Exercise inputs START

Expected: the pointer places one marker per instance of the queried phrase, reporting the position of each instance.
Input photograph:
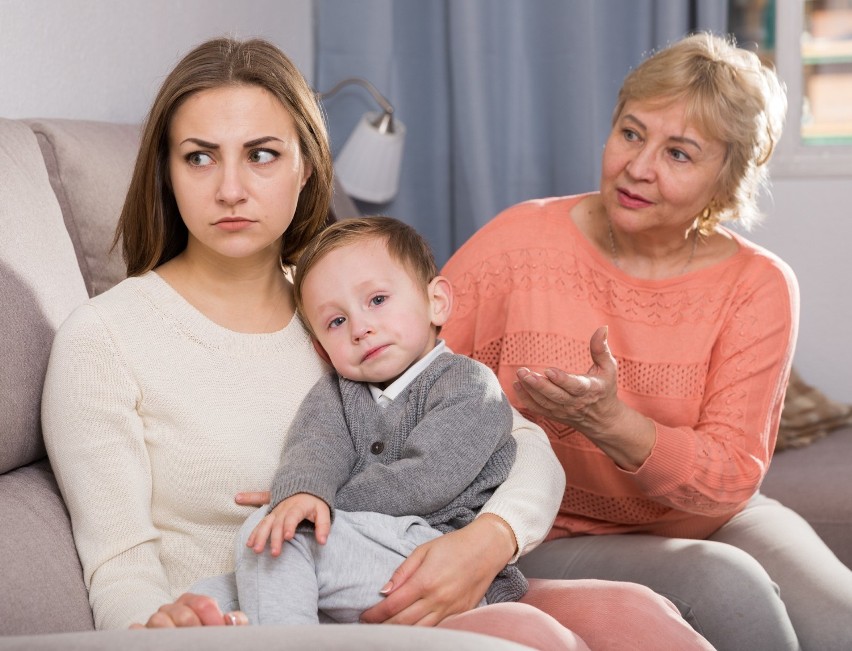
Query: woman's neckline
(202, 319)
(604, 256)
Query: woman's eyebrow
(212, 145)
(681, 139)
(260, 141)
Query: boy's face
(372, 318)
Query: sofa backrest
(89, 166)
(40, 284)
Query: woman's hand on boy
(280, 525)
(192, 610)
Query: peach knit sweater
(706, 355)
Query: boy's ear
(440, 293)
(321, 351)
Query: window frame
(793, 158)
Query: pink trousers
(580, 615)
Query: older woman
(665, 422)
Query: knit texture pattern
(439, 450)
(706, 355)
(154, 417)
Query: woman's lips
(233, 223)
(629, 200)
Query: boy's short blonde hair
(404, 244)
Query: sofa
(62, 184)
(61, 188)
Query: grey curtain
(503, 100)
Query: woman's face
(659, 172)
(236, 169)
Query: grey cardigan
(439, 450)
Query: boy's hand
(281, 523)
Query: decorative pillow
(808, 415)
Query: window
(810, 42)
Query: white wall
(105, 59)
(809, 225)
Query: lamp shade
(368, 164)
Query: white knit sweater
(154, 417)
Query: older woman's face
(237, 169)
(659, 172)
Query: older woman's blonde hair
(730, 96)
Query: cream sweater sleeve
(95, 442)
(530, 497)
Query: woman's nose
(232, 189)
(642, 166)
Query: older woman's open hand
(590, 404)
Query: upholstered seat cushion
(815, 481)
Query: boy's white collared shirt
(384, 397)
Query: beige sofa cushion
(40, 284)
(89, 165)
(43, 590)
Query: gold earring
(707, 220)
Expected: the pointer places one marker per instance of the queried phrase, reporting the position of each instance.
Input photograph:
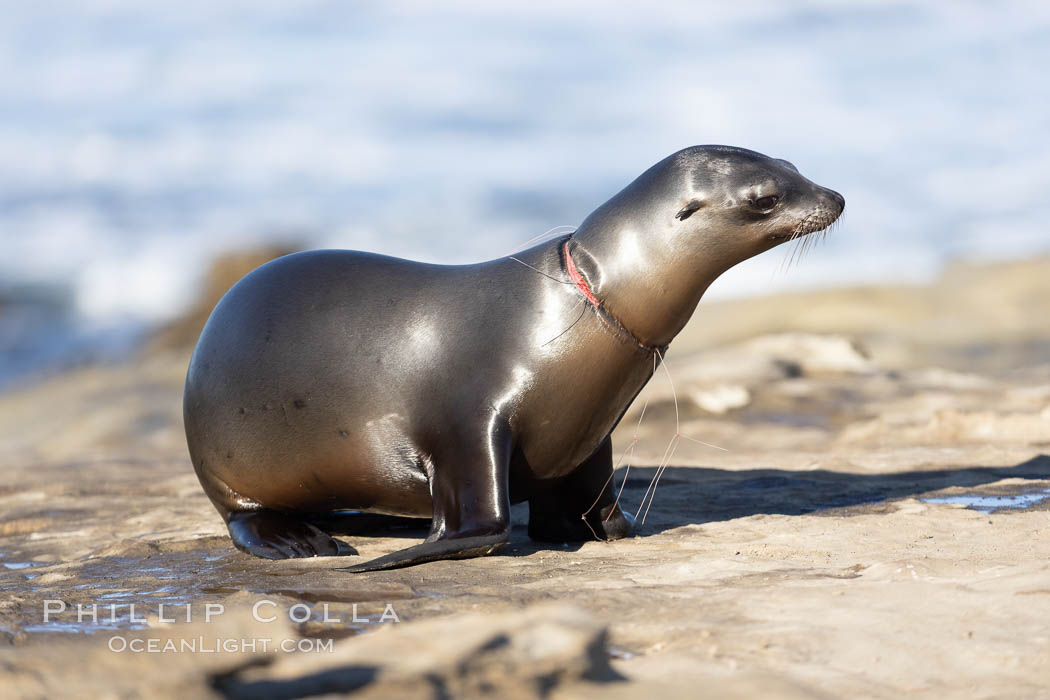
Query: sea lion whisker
(674, 394)
(652, 482)
(700, 442)
(668, 454)
(561, 281)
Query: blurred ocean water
(138, 140)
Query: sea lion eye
(765, 203)
(688, 210)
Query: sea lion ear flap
(688, 210)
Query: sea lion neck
(643, 274)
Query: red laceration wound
(576, 278)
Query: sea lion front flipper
(272, 534)
(582, 506)
(471, 502)
(432, 551)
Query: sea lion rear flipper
(432, 551)
(272, 534)
(469, 484)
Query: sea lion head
(743, 203)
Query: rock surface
(875, 525)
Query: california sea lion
(333, 380)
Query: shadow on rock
(695, 495)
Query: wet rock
(522, 654)
(225, 272)
(813, 354)
(720, 399)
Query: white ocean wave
(138, 140)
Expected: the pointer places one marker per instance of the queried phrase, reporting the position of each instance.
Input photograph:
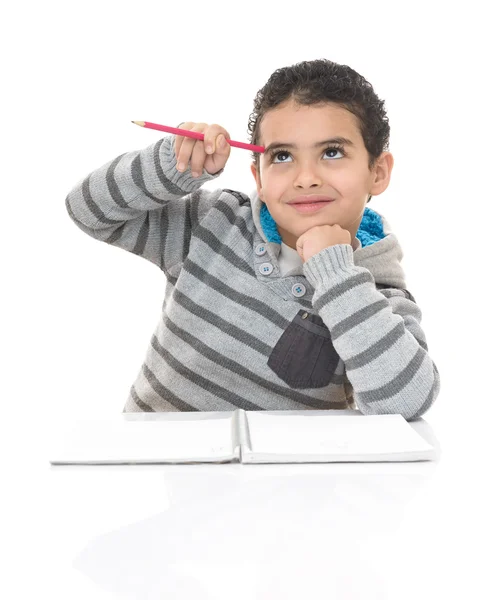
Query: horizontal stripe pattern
(222, 319)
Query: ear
(255, 174)
(382, 171)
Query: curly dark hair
(321, 80)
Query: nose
(307, 176)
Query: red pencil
(196, 135)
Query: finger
(212, 136)
(187, 146)
(198, 157)
(178, 139)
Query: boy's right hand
(198, 152)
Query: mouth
(310, 204)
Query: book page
(332, 434)
(122, 440)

Exercise inputs END

What this task involves: Please give all of the data again, exact and free of pictures.

Response to the task:
Expected: the pointer places one marker per instance of the queried phrase, reporting the position of each instance.
Input photograph:
Query: woman's neckline
(202, 319)
(604, 256)
Query: woman's eyebrow
(212, 145)
(681, 139)
(260, 141)
Query: boy's face
(372, 318)
Query: sofa backrest
(89, 166)
(40, 284)
Query: woman's hand on boy
(280, 525)
(192, 610)
Query: peach knit sweater
(706, 355)
Query: boy's ear
(440, 293)
(321, 351)
Query: window frame
(793, 158)
Query: pink trousers
(580, 615)
Query: older woman
(665, 422)
Query: knit texture pattern
(439, 450)
(706, 355)
(154, 417)
Query: woman's lips
(233, 223)
(629, 200)
Query: boy's short blonde hair
(404, 244)
Query: sofa
(62, 184)
(61, 188)
Query: grey curtain
(503, 100)
Query: woman's face
(659, 172)
(236, 169)
Query: grey cardigan
(439, 450)
Query: boy's hand
(281, 523)
Query: decorative pillow
(808, 415)
Query: window
(810, 42)
Query: white wall
(105, 59)
(809, 225)
Query: lamp shade
(368, 164)
Query: white knit sweater
(154, 417)
Query: older woman's face
(237, 169)
(659, 172)
Query: older woman's blonde hair
(730, 96)
Query: cream sweater sleeve
(95, 442)
(530, 497)
Query: woman's nose
(232, 189)
(642, 166)
Query: older woman's open hand
(590, 404)
Query: upholstered seat cushion
(815, 481)
Query: boy's white collared shirt
(384, 397)
Query: beige sofa cushion
(40, 284)
(89, 165)
(43, 590)
Query: gold earring
(707, 220)
Expected: the pointer places one marker per instance of the queried phrase, reporting the position of each instance.
Input photograph:
Query: sea lion whisker
(674, 394)
(652, 482)
(700, 442)
(668, 454)
(561, 281)
Query: blurred ocean water
(138, 140)
Query: sea lion eye
(765, 203)
(688, 210)
Query: sea lion ear flap
(688, 210)
Query: sea lion neck
(643, 274)
Query: red laceration wound
(576, 278)
Query: sea lion front flipper
(272, 534)
(582, 506)
(471, 502)
(432, 551)
Query: sea lion rear flipper
(432, 551)
(272, 534)
(469, 484)
Query: sea lion head
(743, 203)
Query: rock surface
(875, 525)
Query: california sea lion
(333, 380)
Query: shadow on rock
(695, 495)
Query: wet rock
(522, 654)
(225, 272)
(813, 354)
(720, 399)
Query: white ocean wave
(138, 140)
Expected: the pointer places one marker per instance of the queried phrase, reporting the position of each instance.
Input photograph:
Query: horizontal stripe pattern
(222, 319)
Query: ear
(255, 174)
(382, 171)
Query: curly dark hair
(321, 80)
Query: nose
(307, 176)
Query: red pencil
(196, 135)
Query: finger
(212, 136)
(187, 146)
(198, 157)
(178, 139)
Query: boy's right hand
(198, 152)
Query: mouth
(310, 204)
Query: book page
(332, 434)
(122, 440)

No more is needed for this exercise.